◆ **Exercise directions**
Extract every line of the material below that contains the string "background", copying each line in full.

◆ **Stored records**
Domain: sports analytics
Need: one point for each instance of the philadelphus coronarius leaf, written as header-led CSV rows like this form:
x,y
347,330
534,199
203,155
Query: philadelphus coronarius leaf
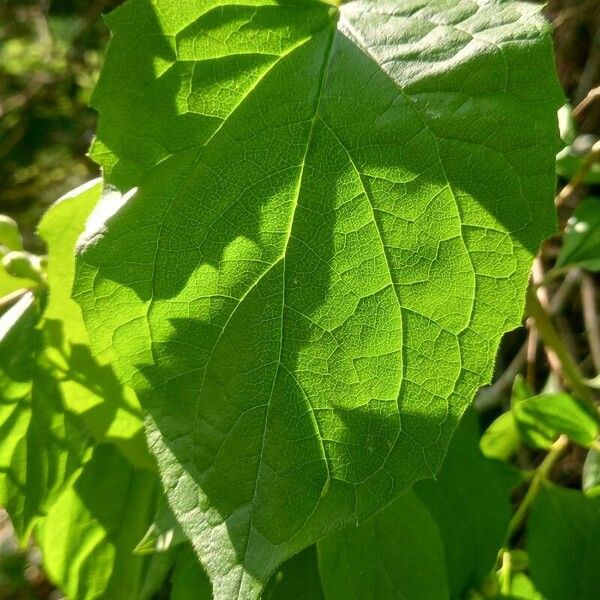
x,y
335,219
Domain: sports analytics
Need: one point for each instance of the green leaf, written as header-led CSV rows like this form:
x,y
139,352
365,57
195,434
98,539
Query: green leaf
x,y
334,225
41,446
297,579
189,582
91,530
471,503
581,242
164,533
562,542
10,236
501,439
436,542
541,419
396,554
590,477
88,384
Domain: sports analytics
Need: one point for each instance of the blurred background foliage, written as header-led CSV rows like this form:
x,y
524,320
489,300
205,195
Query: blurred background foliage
x,y
50,55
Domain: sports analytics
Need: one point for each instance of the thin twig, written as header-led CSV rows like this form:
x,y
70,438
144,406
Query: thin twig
x,y
591,96
492,395
591,157
551,338
542,473
590,317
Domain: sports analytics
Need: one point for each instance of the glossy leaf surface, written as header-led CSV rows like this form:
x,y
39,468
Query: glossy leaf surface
x,y
335,216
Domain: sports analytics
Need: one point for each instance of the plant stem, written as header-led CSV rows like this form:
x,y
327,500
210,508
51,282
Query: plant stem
x,y
590,317
592,156
540,476
506,572
551,338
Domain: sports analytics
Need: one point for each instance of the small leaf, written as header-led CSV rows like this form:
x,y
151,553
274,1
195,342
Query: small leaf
x,y
297,579
436,542
581,246
164,533
570,159
189,581
334,224
501,439
541,419
590,477
522,588
89,386
90,532
10,237
520,390
562,542
566,124
398,553
23,265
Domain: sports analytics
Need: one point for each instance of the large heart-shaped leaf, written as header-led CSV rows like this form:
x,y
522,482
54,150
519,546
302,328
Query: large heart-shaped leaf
x,y
334,224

◆ **Exercise solution**
Need: one point for each instance of the blurred background foliage, written as header-led CSV rows like this form:
Query: blurred background foliage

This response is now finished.